**Task goal**:
In the records below, find the line that contains "Target: man's face" and the line that contains "Task: for the roadway count, mark the man's ear". Set down exactly those lines and every line between them, and nothing more.

(Region pointing data)
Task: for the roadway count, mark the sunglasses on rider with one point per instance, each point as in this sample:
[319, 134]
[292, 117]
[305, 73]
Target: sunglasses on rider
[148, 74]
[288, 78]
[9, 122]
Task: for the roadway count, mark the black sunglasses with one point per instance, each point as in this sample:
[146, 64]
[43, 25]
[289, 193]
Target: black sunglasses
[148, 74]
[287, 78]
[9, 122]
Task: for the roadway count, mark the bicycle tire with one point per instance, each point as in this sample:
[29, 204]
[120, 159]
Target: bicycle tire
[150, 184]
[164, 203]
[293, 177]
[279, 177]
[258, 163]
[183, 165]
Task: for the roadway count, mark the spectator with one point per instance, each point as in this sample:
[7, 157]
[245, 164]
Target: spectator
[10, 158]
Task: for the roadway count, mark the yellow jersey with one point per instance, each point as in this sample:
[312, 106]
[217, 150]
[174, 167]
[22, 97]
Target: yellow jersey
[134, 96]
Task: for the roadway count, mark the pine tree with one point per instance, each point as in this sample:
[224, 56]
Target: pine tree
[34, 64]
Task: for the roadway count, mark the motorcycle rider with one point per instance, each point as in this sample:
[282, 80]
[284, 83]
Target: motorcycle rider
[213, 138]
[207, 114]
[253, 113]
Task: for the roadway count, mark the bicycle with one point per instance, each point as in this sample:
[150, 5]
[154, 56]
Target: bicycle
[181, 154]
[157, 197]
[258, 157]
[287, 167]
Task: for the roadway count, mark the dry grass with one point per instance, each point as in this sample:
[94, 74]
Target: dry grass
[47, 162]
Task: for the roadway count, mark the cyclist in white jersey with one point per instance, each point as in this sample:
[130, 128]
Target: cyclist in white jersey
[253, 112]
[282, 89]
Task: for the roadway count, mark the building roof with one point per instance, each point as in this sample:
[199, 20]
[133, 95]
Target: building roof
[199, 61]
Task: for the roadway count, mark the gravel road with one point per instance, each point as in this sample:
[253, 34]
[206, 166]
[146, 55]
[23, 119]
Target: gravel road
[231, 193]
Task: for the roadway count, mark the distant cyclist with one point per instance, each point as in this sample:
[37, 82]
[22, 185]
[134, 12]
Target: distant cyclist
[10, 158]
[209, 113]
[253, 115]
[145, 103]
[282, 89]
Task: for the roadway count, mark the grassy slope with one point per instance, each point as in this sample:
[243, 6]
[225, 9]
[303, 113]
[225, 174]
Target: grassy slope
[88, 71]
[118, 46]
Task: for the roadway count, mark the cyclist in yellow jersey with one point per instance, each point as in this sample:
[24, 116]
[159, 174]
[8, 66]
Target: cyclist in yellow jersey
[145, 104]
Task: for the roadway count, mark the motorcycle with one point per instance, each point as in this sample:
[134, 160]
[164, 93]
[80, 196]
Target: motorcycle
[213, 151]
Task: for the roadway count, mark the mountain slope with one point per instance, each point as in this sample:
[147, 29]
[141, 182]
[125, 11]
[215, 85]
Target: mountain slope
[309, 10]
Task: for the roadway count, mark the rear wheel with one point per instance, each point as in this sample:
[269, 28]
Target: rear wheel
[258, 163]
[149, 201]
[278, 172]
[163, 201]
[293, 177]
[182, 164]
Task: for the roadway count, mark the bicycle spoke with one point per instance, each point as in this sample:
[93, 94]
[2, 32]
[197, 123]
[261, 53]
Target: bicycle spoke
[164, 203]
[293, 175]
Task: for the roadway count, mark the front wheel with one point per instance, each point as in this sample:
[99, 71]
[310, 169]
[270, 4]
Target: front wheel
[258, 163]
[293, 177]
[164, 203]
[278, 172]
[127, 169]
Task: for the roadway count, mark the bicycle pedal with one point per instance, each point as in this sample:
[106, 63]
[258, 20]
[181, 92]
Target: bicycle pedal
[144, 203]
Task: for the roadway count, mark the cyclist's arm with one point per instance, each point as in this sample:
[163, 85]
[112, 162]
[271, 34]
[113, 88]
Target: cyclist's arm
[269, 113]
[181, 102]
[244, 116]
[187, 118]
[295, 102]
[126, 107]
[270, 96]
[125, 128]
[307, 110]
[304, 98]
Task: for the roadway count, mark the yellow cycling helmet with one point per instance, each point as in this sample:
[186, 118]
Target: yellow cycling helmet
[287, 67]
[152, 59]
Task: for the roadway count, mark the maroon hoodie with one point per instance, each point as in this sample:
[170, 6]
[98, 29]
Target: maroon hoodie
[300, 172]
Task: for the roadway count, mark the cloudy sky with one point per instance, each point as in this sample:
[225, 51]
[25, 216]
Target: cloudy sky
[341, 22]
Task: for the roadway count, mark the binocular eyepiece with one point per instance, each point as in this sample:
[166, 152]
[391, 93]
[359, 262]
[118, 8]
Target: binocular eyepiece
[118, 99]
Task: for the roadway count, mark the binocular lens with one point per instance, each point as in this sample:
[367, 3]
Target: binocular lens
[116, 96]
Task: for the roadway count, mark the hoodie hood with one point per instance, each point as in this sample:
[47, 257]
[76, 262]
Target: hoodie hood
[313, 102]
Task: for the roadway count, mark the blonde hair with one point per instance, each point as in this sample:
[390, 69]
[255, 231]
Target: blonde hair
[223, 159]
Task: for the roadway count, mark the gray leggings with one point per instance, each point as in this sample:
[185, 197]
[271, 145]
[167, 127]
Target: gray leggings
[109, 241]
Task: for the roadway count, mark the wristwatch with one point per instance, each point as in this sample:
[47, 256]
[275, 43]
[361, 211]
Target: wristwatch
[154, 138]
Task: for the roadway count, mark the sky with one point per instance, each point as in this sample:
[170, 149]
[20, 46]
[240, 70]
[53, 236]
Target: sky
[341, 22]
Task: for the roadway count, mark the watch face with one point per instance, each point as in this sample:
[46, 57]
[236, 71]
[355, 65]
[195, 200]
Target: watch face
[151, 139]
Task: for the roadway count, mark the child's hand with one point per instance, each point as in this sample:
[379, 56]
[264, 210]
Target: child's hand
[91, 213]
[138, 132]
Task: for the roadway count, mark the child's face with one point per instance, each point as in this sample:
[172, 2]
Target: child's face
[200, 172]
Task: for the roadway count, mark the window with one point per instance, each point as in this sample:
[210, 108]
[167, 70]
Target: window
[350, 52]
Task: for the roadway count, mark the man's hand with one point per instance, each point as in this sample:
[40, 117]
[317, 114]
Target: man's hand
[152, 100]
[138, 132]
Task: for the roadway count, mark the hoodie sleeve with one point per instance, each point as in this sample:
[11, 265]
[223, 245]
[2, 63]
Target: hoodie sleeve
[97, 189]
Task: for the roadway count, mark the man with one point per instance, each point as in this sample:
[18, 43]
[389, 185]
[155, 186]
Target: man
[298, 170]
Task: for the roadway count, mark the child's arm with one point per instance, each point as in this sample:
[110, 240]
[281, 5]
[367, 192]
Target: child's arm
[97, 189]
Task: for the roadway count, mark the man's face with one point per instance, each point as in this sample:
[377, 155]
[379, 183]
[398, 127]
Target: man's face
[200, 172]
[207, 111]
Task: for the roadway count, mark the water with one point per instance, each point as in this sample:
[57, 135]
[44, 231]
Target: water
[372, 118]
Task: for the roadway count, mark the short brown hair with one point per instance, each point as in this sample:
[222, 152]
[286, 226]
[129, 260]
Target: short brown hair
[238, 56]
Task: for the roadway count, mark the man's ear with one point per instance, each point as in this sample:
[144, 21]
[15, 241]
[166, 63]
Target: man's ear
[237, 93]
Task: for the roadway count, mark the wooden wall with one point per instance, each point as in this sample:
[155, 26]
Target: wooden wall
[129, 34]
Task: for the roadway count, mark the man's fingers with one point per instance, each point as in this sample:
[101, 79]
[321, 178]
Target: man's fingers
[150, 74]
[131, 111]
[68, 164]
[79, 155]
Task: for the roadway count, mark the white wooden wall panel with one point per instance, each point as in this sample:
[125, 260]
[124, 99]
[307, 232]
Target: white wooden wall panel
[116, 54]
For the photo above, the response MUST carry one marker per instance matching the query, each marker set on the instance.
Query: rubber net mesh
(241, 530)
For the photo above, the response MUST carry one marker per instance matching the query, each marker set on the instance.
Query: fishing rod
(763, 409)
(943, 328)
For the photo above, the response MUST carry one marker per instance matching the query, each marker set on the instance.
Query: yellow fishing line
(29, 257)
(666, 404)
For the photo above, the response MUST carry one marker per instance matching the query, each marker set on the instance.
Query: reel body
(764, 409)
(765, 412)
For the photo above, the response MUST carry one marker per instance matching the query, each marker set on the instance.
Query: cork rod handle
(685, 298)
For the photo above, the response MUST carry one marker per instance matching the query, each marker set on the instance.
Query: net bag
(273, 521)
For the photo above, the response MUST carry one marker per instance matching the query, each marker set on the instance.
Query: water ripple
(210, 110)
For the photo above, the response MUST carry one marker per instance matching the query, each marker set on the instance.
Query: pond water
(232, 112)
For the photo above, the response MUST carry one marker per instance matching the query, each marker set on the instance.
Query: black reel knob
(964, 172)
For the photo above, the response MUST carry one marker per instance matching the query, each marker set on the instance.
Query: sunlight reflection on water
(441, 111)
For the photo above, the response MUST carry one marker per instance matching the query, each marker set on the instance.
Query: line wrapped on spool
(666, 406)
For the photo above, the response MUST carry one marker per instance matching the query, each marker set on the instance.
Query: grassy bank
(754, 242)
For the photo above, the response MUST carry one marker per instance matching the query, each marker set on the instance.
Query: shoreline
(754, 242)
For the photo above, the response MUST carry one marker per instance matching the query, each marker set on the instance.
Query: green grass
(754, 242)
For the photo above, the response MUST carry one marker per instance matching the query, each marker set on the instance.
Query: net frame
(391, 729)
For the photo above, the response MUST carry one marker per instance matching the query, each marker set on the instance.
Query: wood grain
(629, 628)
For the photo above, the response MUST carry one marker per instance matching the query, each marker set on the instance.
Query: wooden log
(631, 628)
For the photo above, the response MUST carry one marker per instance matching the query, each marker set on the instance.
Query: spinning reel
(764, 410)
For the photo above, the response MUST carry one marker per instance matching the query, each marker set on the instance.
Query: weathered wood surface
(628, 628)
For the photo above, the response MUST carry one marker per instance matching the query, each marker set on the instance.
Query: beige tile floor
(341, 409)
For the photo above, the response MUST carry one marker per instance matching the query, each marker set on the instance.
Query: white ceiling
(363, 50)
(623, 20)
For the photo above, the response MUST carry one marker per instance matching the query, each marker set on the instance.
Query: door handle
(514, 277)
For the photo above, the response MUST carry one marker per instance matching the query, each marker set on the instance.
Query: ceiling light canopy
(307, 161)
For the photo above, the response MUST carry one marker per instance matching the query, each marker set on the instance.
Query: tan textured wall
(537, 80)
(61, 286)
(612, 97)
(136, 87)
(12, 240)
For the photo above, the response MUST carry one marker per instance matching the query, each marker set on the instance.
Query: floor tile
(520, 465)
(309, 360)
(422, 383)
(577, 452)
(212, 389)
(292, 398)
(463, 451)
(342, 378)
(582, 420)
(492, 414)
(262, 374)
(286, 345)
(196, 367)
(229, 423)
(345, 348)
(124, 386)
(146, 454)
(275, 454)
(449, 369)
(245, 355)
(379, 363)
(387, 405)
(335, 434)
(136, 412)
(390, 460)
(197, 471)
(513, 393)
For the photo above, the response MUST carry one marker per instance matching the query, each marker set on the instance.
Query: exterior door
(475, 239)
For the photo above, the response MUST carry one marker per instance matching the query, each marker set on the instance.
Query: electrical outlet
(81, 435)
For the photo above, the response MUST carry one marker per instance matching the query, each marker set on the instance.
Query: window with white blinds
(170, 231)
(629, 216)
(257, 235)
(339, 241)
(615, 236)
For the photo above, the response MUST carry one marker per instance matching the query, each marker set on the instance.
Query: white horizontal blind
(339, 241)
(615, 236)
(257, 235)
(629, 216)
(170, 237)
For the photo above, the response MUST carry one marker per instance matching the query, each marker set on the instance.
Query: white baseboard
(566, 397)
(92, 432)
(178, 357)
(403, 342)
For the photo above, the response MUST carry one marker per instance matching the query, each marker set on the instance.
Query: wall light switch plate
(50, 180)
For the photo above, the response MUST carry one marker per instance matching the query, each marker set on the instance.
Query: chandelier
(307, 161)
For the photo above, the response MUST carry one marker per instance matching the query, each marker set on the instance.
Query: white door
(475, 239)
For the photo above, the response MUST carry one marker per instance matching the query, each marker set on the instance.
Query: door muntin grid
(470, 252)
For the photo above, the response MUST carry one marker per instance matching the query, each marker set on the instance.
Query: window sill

**Output**:
Target: man's face
[200, 172]
[207, 111]
Task: for the roadway count, mark the water with one point per instance, each point as in this sample:
[57, 135]
[44, 231]
Target: water
[372, 118]
Task: for the roadway count, mark the short brown hair with one point per instance, each point as in this sample:
[222, 152]
[286, 226]
[129, 260]
Target: short brown hair
[238, 56]
Task: for the roadway count, mark the man's ear with one point per instance, each point as in this sample:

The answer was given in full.